### [DIRECTION]
Copy the rows below word for word, starting at the very first line and ending at the line that contains "x=161, y=102", with both of those lines included.

### [RECORDS PROVIDED]
==*==
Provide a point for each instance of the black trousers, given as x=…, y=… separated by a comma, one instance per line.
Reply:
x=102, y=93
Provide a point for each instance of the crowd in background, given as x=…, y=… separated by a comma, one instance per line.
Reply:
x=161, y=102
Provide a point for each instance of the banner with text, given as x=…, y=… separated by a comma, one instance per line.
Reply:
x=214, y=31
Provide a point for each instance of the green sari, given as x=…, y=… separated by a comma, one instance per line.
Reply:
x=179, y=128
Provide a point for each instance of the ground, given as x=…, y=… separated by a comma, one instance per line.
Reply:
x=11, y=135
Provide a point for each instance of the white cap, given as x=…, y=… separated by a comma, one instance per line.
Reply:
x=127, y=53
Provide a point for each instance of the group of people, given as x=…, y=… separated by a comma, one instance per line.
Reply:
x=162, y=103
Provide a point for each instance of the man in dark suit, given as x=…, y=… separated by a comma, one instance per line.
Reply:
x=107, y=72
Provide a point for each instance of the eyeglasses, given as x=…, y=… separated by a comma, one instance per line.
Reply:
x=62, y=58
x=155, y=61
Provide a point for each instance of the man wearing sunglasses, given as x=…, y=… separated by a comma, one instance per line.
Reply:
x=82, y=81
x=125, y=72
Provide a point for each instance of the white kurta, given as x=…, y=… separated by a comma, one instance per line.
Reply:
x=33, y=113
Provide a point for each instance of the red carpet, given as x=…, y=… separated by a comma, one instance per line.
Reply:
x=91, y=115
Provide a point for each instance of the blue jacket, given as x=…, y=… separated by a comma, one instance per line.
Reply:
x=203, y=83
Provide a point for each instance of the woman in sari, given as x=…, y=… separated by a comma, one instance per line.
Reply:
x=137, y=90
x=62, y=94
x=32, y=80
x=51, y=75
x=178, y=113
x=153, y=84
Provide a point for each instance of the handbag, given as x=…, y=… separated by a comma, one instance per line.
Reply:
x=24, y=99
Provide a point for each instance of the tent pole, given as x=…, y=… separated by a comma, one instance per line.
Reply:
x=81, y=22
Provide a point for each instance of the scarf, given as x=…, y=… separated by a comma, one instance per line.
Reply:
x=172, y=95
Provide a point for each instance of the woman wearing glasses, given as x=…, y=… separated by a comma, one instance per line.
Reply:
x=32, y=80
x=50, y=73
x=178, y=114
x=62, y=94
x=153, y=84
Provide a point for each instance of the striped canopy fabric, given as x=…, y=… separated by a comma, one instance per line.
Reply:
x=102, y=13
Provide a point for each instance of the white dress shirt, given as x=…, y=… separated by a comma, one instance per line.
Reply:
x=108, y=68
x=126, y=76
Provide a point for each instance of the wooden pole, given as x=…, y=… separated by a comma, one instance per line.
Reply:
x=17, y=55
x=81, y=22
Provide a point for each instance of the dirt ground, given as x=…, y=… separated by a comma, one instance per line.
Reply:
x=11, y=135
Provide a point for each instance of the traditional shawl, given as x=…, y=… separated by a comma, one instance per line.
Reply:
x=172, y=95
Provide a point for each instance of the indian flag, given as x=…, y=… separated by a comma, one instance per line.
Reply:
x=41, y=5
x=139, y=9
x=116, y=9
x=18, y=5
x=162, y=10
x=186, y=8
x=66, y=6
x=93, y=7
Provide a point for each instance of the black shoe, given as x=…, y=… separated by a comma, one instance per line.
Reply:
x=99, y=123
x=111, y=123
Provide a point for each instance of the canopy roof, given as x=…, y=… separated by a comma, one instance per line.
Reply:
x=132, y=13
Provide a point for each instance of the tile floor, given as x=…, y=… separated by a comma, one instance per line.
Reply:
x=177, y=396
==*==
### [OUTPUT]
Provide a point for each instance of the black trousers, given as x=…, y=… separated by a comma, one instance per line.
Reply:
x=102, y=93
Provide a point for each instance of the crowd in background, given as x=…, y=… separated by a comma, one instance per line.
Reply:
x=161, y=102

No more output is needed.